_EXERCISES TO COMPLETE_
1. Using the text on the Iligan National Writers Workshop, answer each question below:
(a) When was the workshop held?
(b) Who served as Workshop Co-Director?
(c) Where did Tony and Jaime visit the writers?
2. Please say whether each statement below agrees with the text on the Iligan National Writers Workshop, and quote the words that decide it.
(a) The workshop took place in the first week of June 1994.
(b) Ferdie Areola chaired the Accommodations Committee.
(c) Dr. Anthony Tan was the Workshop Director.
3. Carry the text on the Iligan National Writers Workshop forward from its last sentence.

_SELECTED PASSAGE_
☆ ☆ ☆ ☆ ☆ ☆ ☆
10/31/2010

The First Iligan National Writers Workshop – Pioneering Literary Development in Mindanao

The First Iligan National Writers Workshop – Pioneering Literary Development in Mindanao
source: Panitikan.com.ph

WE were a participant in the successful Iligan National Writers Workshop held the first week of May 1994. It was a historical event, to say the least, since, for the first time, writers from south of the country acquired the long-needed voice and forum for their creative consciousness. Conceived as a national workshop where the best poets, fictionist, and dramatists can interact and discuss their works, credit for its realization must be given to the officers, teachers, and staff of Mindanao State University-Iligan Institute of Technology, specifically Vice Chancellor Jimmy Y. Balacuit of the Office of Research and Extension; Dr. Jaime An Lim, Workshop Director; Christine Godinez-Ortega, Workshop Co-Director; Dr. Anthony Tan, Resident Panelist; Ralph Semino Galan, Chair of the Secretariat; and Ferdie Areola, Chair of the Accommodations Committee. Our humble contribution was suggesting to Tony and Jaime, when they visited us in the Panorama office the other September, the need for Iligan writers to concretize such a workshop. We never thought that they would do so in such a short time.
☆ ☆ ☆ ☆ ☆ ☆ ☆
(Saved entries)
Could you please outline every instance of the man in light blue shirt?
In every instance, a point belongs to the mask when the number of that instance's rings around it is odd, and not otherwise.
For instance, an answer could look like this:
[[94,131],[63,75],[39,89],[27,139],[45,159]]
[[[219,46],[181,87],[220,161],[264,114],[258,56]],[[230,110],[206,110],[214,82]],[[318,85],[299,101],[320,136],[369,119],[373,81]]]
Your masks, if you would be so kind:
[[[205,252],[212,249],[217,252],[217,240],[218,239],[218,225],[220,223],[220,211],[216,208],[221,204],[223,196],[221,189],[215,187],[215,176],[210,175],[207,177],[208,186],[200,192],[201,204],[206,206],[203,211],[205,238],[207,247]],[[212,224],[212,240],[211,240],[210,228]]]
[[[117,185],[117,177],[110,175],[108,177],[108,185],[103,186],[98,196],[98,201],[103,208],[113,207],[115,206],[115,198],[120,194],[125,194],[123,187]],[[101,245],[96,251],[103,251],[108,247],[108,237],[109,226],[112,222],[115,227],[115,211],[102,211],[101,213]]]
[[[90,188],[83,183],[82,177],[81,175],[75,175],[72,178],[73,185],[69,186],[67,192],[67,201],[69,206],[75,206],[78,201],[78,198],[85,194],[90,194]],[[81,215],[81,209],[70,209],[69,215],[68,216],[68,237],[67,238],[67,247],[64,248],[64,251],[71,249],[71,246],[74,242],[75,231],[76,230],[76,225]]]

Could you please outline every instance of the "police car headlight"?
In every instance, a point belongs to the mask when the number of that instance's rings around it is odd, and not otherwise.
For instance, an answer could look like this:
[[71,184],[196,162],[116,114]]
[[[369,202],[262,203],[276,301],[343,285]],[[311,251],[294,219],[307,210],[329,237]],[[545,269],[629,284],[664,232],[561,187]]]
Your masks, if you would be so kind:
☆ ☆ ☆ ☆ ☆ ☆ ☆
_RESULTS IN ORDER_
1.
(a) The first week of May 1994.
(b) Christine Godinez-Ortega.
(c) In the Panorama office.

2.
(a) No: "held the first week of May 1994"
(b) Yes: "Ferdie Areola, Chair of the Accommodations Committee"
(c) No: "Dr. Jaime An Lim, Workshop Director" and "Dr. Anthony Tan, Resident Panelist"

3.
The workshop was held also in conjunction with a Literature Teachers Conference, in the belief that the thirty or so mentors, mostly from Visayas and Mindanao, could learn from the discussions in the workshop. And they did so, on their own admittance at the end of the week, especially concerning matters of teaching methodologies, materials, and philosophy. The panelists gave them particular lectures on these areas and their involvement in the workshop enabled us to consider literature from both the creative and the educationist points of view. The output of such an encounter will undeniably be of much help to future classroom activities.

Discussions and criticisms during the workshop were enlivened by diverse perspectives and experiences coming from the fellows. Luzon was represented by J. Neil Garcia, Camilo Villanueva, Jr., Charlson Ong, and Jim Pascual San Agustin; Visayas by Felino Garcia, Jr., Ma. Milagros Geremia, and Dino Enriquez V. Deriada; and Mindanao by Eduardo P. Ortega, Eulogia Salalima, Nancy Allen, Maribel T. Ora, Man V. Gervacio, and Saturnina S. Rodil. The level of discourse was generally high, with theoretical frameworks from New Criticism, Post-colonialism, Pragmatism, Reconstruction and Ethical Criticism being brought in to bear light on the literary works under consideration by panelists Leoncio Deriada, Steven Patrick Fernandez, Anthony Tan, Jaime An Lim, Christine Godinez-Ortega, and Cirilo F. Bautista (whose wife, Rosemarie, was conceded as an unofficial special panelist). Some of the poems were so exceptional that we have asked their author’s permission to have them published in future issues of Panorama.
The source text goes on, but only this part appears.